Scan the entries below for the word "TARGET" and copy every line in which it occurs.

■ Supplied information ■
================
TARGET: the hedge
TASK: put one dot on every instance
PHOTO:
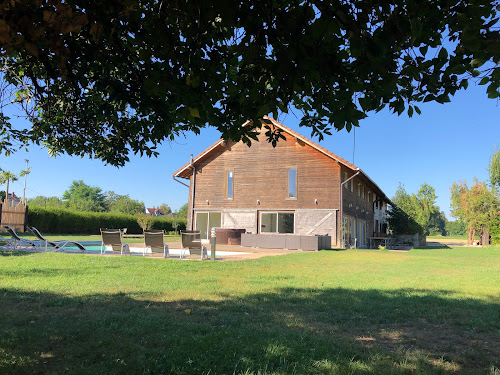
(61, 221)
================
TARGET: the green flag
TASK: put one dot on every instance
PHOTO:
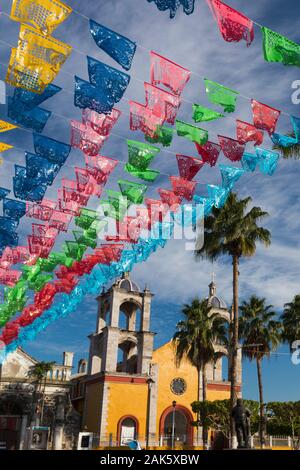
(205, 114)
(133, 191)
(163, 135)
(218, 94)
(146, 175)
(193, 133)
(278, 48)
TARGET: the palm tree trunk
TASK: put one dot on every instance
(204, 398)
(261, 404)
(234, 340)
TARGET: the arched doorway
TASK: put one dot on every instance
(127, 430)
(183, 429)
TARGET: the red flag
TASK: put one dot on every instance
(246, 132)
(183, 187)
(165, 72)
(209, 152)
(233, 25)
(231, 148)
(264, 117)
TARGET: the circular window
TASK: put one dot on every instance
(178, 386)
================
■ Answer to this task ■
TARGET: the hedge
TARGET: the green flag
TARGET: the palm tree trunk
TARGET: the arched doorway
TARGET: the red flag
TARGET: the circular window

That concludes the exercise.